# Lathe chuck rotary table adaptor



## Brnoczech (Mar 14, 2013)

This is an adaptor that I made for installing a lathe chuck with workpiece onto a rotary table. It also works to install the lathe chuck in a 5C indexer. The chucks are a 4 inch 3 jaw and a 6 inch 4 jaw that are used on a Myford Super 7 lathe. The first two pictures, below, are the front and rear of the adaptor. The threaded portion duplicates the lathe spindle. The shaft on the other side is turned to 3/4 inch diameter. the three brass set screws are to make sure that the chuck and the adaptor are fixed solidly together as unit and that the adaptor doesn't back off of the chuck. 
	

		
			
		

		
	





The next two pictures show the configurations of the backs of the two chucks, and the next two show the chucks with the adaptor installed and tightened. 
	

		
			
		

		
	







Next are pictures of the bottom and top of the plate that the adaptor shaft goes through with three countersunk bolts to hold the adaptor and chuck. 
	

		
			
		

		
	




The next pictures show the hold downs for the plate, and the chuck and adaptor secured to the plate, and the unit attached to the rotary table with the holddowns. 
	

		
			
		

		
	






The final two pictures that I hope are attached show a screw jack that I made to remove the center that I made for the rotary table when using the adaptor. The normal center in the rotary is MT 3 or 4 (don't recall which). I obtained a MT adaptor for a smaller MT, and then bored it out for a snug fit with the 3/4 inch shaft. The jack screw has a hook on the end that catch through the slot in the MT insert, and allows it to be pull free and removed.Sorry if the pictures and text are somewhat disjointed. I haven't figured out how to insert the pictures in the text very well yet.

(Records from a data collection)

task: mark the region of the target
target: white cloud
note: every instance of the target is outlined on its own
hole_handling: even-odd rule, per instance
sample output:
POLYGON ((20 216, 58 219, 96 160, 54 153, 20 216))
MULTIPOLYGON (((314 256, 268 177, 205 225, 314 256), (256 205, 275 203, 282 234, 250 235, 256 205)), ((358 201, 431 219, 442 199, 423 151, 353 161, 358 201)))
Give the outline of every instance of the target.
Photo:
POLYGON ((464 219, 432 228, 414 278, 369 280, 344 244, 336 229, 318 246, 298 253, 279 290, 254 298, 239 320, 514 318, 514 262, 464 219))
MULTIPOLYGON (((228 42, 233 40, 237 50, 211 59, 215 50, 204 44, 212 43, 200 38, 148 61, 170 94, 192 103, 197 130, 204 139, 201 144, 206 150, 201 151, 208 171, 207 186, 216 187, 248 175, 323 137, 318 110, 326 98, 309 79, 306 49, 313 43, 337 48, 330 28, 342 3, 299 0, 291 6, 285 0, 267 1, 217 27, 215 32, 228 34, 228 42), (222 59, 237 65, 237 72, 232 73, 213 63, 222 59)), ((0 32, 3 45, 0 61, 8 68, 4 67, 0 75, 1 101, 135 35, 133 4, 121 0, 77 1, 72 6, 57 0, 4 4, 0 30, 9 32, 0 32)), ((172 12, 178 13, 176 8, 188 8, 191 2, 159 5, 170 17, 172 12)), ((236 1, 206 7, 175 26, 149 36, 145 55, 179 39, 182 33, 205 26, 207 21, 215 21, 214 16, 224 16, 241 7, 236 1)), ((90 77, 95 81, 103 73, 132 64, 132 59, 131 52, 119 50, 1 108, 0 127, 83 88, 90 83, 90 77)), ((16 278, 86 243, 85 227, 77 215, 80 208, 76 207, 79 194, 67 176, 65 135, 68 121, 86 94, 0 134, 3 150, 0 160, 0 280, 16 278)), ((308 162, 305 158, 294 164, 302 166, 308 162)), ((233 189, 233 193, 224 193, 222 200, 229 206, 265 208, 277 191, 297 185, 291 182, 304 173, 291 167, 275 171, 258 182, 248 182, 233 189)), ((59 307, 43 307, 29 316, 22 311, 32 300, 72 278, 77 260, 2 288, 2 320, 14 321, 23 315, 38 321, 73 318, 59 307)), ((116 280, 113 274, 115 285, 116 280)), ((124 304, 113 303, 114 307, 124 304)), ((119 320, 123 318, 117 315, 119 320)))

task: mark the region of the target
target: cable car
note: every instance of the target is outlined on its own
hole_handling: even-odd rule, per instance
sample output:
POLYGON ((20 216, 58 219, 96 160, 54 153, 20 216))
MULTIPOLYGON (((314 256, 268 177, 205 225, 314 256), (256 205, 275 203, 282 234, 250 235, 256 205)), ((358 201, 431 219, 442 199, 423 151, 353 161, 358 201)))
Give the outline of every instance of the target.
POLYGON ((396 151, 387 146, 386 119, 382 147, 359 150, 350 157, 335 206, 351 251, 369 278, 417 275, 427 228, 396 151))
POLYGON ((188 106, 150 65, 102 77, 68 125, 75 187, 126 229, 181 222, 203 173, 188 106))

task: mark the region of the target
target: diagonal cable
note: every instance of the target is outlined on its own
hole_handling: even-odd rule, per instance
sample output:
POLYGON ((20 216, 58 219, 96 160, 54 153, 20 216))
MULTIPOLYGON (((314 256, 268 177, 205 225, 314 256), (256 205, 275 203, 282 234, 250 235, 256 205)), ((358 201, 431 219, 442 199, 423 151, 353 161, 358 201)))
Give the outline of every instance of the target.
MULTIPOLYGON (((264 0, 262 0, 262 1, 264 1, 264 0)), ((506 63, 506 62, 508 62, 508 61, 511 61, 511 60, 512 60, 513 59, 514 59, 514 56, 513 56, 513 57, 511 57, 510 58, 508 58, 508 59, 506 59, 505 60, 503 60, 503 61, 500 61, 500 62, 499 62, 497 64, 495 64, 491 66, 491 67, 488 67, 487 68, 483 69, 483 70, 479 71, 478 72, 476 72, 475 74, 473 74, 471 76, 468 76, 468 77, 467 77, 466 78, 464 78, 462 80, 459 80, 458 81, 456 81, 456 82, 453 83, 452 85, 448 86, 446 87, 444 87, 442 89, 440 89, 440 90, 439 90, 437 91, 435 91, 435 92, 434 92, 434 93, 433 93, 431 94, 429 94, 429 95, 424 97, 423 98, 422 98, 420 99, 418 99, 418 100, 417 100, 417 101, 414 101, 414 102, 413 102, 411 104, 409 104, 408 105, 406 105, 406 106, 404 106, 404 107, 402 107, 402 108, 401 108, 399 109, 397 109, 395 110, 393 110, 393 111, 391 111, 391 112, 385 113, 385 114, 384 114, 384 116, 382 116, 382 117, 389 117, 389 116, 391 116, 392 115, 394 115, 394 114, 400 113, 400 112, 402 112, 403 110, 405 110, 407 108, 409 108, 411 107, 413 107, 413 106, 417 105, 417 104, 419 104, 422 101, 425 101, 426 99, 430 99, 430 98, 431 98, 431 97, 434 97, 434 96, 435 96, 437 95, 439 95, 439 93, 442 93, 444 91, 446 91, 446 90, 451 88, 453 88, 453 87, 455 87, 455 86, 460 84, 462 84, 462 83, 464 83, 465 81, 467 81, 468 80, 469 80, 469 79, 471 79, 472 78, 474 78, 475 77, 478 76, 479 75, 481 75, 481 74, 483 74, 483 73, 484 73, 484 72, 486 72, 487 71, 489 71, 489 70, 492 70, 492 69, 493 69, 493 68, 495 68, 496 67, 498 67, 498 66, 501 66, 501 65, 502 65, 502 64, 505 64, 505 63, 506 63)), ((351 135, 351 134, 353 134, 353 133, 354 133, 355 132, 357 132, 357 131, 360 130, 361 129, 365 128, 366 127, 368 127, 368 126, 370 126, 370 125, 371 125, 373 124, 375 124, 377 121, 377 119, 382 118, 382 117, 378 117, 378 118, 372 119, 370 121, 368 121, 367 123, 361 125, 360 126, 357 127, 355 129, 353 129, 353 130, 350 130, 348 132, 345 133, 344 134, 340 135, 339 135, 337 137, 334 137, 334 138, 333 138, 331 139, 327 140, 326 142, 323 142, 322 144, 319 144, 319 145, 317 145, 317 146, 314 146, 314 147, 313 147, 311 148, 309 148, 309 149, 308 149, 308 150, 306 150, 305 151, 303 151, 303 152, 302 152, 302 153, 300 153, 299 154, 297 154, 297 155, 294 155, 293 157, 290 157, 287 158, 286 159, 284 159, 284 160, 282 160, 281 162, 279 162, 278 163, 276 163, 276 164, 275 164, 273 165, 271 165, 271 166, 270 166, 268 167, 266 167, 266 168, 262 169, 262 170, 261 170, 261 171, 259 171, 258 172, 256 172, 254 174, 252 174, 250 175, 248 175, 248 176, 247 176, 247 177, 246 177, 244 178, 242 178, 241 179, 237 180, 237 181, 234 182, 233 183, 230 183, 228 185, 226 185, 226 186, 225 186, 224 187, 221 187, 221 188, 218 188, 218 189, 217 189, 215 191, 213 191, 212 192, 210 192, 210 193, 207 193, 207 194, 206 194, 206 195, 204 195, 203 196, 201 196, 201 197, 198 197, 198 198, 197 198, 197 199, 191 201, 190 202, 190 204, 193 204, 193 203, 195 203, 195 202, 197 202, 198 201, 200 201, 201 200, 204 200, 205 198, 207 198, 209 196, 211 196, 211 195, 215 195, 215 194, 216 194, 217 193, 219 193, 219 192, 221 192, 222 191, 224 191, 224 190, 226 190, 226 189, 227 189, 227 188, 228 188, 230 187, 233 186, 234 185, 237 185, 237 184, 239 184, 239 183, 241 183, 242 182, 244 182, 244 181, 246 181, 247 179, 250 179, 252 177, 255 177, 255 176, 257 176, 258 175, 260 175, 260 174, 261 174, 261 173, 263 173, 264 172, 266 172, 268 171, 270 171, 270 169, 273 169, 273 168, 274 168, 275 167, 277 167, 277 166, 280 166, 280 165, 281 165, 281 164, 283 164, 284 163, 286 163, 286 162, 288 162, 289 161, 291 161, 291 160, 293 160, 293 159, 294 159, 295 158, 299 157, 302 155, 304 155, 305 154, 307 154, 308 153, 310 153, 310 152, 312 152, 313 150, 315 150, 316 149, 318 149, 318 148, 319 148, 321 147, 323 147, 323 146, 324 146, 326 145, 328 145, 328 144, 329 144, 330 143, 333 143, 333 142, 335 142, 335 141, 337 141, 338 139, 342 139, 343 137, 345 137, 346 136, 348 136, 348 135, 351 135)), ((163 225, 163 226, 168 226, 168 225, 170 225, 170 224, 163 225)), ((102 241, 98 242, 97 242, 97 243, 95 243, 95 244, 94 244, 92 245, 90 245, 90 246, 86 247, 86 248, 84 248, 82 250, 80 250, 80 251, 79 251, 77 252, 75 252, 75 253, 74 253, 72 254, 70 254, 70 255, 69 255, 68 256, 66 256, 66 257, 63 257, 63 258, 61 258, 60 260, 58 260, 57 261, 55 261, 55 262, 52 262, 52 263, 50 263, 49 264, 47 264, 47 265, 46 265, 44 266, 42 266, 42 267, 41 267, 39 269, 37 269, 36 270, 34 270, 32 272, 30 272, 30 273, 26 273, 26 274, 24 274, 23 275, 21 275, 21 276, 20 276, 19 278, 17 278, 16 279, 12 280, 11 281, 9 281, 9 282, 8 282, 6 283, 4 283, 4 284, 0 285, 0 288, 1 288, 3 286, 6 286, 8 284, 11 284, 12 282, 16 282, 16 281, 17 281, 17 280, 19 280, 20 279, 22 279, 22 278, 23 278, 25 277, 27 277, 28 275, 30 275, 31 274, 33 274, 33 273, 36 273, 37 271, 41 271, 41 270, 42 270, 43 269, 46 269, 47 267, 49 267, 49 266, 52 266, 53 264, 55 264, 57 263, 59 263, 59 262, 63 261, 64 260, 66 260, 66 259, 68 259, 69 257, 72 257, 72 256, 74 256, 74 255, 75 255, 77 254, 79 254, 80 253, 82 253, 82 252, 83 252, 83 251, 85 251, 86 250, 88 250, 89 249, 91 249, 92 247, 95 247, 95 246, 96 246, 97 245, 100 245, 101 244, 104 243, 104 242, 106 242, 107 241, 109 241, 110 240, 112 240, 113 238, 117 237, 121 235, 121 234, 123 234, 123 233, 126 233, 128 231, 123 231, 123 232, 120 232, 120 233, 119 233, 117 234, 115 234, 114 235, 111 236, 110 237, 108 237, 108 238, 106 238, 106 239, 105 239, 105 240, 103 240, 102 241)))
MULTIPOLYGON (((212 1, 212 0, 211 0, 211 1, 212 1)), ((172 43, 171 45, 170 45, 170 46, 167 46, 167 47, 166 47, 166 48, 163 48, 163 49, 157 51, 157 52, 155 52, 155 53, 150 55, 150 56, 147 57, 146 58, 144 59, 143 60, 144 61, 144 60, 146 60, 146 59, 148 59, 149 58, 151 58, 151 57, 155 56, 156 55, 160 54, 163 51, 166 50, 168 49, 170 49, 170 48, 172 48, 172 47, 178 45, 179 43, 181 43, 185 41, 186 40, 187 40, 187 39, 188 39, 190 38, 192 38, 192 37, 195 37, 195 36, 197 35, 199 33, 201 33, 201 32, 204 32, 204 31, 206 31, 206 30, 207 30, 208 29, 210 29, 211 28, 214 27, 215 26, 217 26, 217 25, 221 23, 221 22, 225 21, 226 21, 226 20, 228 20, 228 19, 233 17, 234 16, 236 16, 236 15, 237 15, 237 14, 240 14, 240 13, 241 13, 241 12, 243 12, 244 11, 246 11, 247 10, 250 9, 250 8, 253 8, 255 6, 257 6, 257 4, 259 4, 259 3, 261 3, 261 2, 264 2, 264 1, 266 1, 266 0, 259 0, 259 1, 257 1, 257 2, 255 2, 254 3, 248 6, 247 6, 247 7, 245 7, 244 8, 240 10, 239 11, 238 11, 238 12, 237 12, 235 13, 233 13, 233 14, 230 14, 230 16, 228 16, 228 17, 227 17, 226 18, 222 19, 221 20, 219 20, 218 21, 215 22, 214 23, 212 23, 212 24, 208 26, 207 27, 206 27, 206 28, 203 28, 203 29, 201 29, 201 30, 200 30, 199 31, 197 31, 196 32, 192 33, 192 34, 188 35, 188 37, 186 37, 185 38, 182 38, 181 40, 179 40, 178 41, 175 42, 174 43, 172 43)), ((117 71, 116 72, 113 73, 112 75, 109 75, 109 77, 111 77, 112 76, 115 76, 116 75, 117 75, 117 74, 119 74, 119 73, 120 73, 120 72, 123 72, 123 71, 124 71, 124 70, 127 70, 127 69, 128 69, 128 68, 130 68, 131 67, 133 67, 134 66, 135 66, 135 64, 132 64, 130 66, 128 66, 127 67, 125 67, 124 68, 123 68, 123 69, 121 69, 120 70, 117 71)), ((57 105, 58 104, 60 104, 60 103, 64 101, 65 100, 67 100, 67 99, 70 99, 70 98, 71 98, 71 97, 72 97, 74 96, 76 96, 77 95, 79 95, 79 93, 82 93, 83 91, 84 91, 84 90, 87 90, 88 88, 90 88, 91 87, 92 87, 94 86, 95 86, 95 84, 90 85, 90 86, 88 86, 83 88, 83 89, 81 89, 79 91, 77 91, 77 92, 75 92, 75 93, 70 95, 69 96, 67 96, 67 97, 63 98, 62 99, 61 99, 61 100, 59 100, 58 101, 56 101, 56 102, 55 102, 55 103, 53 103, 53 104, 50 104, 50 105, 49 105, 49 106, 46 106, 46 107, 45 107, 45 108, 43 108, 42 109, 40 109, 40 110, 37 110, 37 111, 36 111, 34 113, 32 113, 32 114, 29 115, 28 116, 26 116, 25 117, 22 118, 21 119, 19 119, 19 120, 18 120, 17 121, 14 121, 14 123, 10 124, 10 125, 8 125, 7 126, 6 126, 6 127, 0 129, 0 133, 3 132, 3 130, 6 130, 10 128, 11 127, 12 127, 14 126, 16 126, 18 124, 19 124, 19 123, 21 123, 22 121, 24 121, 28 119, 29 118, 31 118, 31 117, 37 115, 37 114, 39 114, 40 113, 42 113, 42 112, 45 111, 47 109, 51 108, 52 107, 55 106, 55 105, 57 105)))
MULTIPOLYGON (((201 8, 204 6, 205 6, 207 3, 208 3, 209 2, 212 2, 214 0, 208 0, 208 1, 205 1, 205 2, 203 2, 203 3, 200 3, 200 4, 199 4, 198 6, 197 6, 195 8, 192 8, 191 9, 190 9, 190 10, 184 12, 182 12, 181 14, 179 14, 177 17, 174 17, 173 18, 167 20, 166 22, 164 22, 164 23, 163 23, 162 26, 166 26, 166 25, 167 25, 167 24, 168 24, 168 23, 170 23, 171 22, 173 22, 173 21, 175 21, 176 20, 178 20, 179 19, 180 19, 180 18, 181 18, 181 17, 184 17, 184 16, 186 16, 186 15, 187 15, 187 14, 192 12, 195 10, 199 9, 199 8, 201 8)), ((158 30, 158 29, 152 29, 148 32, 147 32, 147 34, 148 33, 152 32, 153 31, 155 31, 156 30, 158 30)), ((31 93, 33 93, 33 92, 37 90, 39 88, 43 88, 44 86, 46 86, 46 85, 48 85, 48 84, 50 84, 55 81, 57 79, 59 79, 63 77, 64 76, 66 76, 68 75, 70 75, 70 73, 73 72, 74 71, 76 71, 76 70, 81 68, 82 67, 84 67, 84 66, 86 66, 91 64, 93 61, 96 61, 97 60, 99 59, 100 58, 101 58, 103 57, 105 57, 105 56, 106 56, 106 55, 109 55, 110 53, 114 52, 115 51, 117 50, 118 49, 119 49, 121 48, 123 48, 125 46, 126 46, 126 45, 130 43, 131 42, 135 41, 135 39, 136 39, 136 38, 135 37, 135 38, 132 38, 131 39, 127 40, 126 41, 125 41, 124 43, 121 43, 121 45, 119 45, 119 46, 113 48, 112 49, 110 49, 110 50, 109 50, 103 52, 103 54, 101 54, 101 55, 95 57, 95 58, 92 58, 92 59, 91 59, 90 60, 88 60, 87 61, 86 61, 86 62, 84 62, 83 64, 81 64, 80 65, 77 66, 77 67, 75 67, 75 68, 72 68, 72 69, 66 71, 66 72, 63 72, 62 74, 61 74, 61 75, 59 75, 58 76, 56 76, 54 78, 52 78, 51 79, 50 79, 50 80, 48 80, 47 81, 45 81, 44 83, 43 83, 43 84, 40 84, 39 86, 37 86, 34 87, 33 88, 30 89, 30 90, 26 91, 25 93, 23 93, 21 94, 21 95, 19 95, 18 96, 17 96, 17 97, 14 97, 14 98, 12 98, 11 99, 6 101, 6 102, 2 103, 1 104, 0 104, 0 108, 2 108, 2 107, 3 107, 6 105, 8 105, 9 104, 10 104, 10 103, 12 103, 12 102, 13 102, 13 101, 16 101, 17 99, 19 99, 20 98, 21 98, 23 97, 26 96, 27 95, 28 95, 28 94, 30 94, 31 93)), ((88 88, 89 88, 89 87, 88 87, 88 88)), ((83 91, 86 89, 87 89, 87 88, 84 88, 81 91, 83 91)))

The tasks:
A. Rewrite the part of the lathe chuck adaptor post starting with "## Brnoczech (Mar" and going on through "of the chuck.", putting "steel" in place of "brass".
B. Answer these questions about the lathe chuck adaptor post:
(i) What diameter is the shaft on the side opposite the threaded portion turned to?
(ii) On which lathe are the two chucks used?
(iii) How many countersunk bolts hold the adaptor and chuck to the plate?

Per-task outputs:
A.
## Brnoczech (Mar 14, 2013)

This is an adaptor that I made for installing a lathe chuck with workpiece onto a rotary table. It also works to install the lathe chuck in a 5C indexer. The chucks are a 4 inch 3 jaw and a 6 inch 4 jaw that are used on a Myford Super 7 lathe. The first two pictures, below, are the front and rear of the adaptor. The threaded portion duplicates the lathe spindle. The shaft on the other side is turned to 3/4 inch diameter. the three steel set screws are to make sure that the chuck and the adaptor are fixed solidly together as unit and that the adaptor doesn't back off of the chuck.

B.
(i) 3/4 inch
(ii) A Myford Super 7
(iii) Three